* EXERCISE PROMPT
Please filter the records below and copy out every line that contains the word "smiling". Count a line only if its case matches.

-- start RECORDS FOR THIS TASK --

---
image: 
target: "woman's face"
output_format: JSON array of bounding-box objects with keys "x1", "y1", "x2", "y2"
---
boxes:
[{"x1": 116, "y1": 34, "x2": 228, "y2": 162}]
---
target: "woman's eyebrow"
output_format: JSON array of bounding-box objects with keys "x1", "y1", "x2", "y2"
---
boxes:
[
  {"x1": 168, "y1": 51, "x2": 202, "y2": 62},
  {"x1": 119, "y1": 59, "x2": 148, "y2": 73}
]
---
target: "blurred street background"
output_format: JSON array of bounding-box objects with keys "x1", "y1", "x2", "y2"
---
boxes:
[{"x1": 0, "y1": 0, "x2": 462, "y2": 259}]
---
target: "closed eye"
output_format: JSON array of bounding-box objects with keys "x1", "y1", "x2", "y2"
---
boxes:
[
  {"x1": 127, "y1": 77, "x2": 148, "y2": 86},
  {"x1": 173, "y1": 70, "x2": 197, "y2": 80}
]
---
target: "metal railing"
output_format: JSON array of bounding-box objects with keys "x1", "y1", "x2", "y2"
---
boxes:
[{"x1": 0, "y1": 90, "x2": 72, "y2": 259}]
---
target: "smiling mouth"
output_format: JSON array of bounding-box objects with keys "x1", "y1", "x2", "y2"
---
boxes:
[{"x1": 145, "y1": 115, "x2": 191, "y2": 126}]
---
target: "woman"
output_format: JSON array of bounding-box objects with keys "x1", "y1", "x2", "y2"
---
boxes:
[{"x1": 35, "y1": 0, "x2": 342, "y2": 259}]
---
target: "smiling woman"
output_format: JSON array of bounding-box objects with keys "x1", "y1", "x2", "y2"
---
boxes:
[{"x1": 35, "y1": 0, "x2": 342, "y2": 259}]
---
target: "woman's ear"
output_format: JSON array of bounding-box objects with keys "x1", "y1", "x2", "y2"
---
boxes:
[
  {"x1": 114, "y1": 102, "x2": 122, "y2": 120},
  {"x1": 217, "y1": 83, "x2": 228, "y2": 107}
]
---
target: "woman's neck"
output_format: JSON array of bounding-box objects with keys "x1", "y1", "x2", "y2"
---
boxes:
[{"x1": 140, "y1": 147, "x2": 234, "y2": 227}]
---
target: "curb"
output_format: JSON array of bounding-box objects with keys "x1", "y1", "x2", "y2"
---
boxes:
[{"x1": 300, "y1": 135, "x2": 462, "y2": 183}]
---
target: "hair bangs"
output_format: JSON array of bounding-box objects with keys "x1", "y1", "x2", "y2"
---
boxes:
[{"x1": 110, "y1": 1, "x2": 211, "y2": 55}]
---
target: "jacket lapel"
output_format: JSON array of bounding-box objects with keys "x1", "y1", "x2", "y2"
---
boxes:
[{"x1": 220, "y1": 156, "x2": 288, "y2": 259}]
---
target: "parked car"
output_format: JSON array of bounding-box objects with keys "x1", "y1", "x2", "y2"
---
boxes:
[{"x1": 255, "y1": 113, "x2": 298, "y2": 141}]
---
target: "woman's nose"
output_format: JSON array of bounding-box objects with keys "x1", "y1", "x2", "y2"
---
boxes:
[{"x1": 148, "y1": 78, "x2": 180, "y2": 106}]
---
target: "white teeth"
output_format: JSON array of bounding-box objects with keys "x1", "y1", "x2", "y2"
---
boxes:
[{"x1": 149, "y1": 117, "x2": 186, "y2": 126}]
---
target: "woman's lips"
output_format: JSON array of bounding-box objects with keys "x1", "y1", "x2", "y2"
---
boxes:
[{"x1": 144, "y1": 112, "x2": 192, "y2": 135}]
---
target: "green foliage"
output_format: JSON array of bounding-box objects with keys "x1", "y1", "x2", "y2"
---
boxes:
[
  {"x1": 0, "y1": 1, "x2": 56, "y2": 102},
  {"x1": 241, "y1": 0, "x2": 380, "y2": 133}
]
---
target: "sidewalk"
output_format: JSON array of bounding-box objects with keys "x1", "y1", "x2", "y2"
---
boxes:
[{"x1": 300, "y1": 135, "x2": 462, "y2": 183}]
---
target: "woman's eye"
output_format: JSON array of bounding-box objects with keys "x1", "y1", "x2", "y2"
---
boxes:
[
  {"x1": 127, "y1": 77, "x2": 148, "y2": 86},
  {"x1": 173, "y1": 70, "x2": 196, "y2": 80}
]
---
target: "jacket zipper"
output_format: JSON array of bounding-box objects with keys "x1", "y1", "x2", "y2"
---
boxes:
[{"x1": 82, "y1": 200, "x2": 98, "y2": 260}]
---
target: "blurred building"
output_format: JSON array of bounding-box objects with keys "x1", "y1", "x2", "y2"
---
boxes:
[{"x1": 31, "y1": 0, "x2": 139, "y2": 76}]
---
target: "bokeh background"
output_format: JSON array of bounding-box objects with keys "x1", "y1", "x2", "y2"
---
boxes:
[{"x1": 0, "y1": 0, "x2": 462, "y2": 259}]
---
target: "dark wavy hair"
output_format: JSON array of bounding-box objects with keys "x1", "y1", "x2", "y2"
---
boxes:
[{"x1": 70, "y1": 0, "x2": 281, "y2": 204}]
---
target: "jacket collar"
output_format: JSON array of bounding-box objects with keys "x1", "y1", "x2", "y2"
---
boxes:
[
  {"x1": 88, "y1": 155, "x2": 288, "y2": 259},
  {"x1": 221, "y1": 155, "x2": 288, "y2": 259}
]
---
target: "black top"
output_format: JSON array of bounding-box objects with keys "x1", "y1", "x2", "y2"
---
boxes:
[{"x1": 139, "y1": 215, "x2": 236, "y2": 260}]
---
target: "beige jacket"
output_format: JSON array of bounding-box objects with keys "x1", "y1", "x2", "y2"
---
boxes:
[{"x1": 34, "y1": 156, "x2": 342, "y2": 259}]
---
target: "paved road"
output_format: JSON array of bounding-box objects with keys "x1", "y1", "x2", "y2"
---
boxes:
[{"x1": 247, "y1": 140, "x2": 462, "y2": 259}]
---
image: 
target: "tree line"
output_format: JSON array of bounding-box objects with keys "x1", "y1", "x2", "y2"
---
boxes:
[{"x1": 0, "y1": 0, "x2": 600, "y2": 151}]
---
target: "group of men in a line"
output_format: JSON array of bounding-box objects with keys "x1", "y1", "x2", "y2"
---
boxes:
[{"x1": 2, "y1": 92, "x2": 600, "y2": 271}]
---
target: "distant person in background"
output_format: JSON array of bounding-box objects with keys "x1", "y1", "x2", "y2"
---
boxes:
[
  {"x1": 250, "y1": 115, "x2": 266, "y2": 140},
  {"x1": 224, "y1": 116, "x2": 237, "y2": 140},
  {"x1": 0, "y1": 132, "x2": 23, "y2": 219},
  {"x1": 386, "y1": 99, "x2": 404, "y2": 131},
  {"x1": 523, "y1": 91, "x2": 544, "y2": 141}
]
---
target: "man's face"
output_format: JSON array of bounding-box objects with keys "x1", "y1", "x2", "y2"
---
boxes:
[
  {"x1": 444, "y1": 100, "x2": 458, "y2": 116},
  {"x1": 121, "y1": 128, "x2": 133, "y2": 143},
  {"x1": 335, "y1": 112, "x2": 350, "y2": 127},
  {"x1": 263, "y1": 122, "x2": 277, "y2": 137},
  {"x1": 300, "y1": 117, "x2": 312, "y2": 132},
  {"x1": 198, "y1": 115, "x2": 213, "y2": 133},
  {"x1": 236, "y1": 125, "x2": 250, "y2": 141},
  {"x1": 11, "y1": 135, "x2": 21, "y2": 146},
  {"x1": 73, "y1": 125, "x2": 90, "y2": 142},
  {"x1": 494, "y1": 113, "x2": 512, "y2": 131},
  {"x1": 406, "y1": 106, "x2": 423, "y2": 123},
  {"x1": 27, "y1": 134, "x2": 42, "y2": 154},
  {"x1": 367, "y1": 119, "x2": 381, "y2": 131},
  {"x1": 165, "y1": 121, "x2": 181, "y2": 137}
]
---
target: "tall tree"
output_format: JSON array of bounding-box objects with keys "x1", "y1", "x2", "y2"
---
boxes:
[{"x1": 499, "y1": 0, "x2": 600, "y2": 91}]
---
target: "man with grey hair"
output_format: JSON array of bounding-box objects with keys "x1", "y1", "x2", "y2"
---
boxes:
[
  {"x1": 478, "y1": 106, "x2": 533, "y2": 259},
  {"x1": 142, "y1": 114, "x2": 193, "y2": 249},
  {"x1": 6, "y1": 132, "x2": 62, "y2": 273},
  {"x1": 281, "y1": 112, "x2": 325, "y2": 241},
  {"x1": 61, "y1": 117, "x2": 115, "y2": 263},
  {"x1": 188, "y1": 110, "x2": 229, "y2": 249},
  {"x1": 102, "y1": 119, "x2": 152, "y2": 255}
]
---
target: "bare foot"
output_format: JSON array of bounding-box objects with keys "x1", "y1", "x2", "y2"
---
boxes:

-- end RECORDS FOR THIS TASK --

* THE COMPLETED TASK
target: "smiling mouth"
target: "smiling woman"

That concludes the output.